Quoted text:
···

Description Stuart D Gathman 2012-07-23 20:33:21 UTC
Description of problem:
e100 driver no longer works

Version-Release number of selected component (if applicable):
kernel-3.3.4-5.fc17.i686

How reproducible:
always

Steps to Reproduce:
1. Install or boot F17 from LiveCD on system with e100 card
2. ifconfig
3.
  
Actual results:
pci 0000:01:08.0: Firmware left e100 interrupts enabled; disabling

Expected results:
Jul 22 17:25:11 sdg kernel: [   15.975620] e100: Intel(R) PRO/100 Network Driver, 3.5.24-k2-NAPI
Jul 22 17:25:11 sdg kernel: [   15.975624] e100: Copyright(c) 1999-2006 Intel Corporation


Additional info:
Works fine on F16: kernel-3.4.4-4.fc16.i686

See bug#743270 (was broken on F15) and bug#116577 (was broken on F6).

Unable to update to see if new kernel for F17 works, because USB doesn't work either on F17 LiveCD!

Comment 1 Stuart D Gathman 2012-07-23 20:50:23 UTC
My bad, I just noticed that the problem was the LiveCD install used the F16 kernel!  So after I manually edited grub2.cfg to boot the F17 kernel, e100 works again.  So this is still a bug, but it is probably with grub2-install, so I'll change the component to that.

Comment 2 Stuart D Gathman 2012-07-23 20:53:44 UTC
Created attachment 599862 [details]
Grub2.cfg produced by LiveCD install to hard disk

Comment 3 Josh Boyer 2012-07-23 21:13:03 UTC
Sounds like 820351

*** This bug has been marked as a duplicate of bug 820351 ***

Comment 4 Stuart D Gathman 2012-07-24 16:13:20 UTC
The problem is also produced when updating the kernel, so it is really a problem with grub2-install, not anaconda.

Comment 5 Adam Williamson 2012-07-25 21:13:54 UTC
This problem is not 820351, as was clarified by Stuart's further comments, reproduced below. Re-opening.

"I'd like to point out that upgrading is not the issue.  I did a fresh install - but with a shared /boot with f16.  The f17 kernel was installed, but grub2.cfg picked the f16 kernel as the default!  Boot correctly was a simple matter of going to the "Advanced" subment and picking the correct kernel.

This is related to an ongoing problem for F16,F17 - grub2 adds kernels from older installs in a shared /boot, but with the wrong root filesystem!  You have to manually edit grub2.cfg to fix the root filesystem for older kernels (actually edit /etc/grub.d to avoid doing with every kernel upgrade).

···

Data section:

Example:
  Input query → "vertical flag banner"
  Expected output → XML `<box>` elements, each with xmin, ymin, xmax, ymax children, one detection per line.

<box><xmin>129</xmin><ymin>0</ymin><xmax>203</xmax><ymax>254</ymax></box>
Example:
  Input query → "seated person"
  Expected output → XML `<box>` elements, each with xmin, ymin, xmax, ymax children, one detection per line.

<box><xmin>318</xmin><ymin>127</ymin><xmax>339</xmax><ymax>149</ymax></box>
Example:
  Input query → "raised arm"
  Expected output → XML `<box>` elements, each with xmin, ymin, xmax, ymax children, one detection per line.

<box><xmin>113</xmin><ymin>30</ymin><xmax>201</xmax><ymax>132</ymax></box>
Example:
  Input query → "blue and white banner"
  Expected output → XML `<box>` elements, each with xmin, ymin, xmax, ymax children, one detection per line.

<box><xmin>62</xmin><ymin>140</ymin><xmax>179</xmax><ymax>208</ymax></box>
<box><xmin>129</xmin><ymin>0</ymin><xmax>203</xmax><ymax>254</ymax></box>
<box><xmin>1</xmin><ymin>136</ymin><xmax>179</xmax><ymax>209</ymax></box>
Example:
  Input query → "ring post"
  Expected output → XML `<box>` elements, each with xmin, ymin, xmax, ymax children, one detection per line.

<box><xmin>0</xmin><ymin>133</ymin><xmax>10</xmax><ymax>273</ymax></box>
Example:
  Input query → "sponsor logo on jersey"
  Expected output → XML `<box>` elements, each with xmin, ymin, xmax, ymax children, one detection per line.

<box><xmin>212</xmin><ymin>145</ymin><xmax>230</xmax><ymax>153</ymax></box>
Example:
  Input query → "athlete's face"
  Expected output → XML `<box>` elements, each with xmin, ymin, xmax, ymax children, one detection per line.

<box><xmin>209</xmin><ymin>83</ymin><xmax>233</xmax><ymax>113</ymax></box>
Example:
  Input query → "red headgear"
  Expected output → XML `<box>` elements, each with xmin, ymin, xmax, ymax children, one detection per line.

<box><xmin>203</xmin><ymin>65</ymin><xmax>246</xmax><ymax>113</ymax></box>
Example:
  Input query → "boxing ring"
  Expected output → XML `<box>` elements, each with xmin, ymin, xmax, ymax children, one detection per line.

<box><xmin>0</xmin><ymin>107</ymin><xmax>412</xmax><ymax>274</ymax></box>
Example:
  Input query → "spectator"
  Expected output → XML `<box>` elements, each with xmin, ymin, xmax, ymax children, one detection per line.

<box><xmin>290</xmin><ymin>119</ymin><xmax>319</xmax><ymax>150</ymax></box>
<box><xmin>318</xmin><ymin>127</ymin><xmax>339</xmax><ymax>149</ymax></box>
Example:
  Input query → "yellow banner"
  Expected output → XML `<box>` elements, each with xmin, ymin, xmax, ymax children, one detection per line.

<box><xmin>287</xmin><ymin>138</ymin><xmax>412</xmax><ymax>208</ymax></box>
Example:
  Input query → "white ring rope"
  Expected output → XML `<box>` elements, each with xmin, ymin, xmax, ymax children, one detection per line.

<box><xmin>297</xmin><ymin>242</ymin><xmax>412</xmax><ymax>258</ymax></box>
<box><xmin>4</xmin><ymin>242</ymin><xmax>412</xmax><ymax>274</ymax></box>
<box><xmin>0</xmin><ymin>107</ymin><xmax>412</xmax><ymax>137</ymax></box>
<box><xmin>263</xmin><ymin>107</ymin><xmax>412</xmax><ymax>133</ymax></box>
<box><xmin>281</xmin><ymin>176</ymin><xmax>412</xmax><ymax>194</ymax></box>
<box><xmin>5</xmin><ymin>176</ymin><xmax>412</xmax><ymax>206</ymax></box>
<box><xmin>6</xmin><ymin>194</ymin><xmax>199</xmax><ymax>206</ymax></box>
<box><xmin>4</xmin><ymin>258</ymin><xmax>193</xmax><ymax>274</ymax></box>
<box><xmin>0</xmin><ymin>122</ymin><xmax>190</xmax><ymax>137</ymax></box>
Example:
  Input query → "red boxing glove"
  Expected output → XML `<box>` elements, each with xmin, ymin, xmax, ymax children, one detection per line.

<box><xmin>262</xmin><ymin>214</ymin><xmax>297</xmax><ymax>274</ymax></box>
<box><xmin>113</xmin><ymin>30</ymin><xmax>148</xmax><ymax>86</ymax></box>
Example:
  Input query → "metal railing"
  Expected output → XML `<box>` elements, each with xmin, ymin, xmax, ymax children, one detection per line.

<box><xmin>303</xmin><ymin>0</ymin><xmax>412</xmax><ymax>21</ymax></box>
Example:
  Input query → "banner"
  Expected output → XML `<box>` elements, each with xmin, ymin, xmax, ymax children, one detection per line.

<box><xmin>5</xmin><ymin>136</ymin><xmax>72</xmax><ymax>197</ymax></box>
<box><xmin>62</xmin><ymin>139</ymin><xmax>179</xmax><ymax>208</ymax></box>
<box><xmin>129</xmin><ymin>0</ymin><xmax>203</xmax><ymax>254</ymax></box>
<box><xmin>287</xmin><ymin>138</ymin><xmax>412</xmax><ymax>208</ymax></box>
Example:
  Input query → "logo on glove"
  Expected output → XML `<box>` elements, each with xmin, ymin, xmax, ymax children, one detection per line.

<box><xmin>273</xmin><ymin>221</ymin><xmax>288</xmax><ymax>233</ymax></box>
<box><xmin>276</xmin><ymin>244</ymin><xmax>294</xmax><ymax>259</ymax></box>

···

Copy the stretch of the bug report from "Comment 3 Josh" through "reproduced below. Re-opening." word for word. The listing was taken from a different source than the bug report.

Comment 3 Josh Boyer 2012-07-23 21:13:03 UTC
Sounds like 820351

*** This bug has been marked as a duplicate of bug 820351 ***

Comment 4 Stuart D Gathman 2012-07-24 16:13:20 UTC
The problem is also produced when updating the kernel, so it is really a problem with grub2-install, not anaconda.

Comment 5 Adam Williamson 2012-07-25 21:13:54 UTC
This problem is not 820351, as was clarified by Stuart's further comments, reproduced below. Re-opening.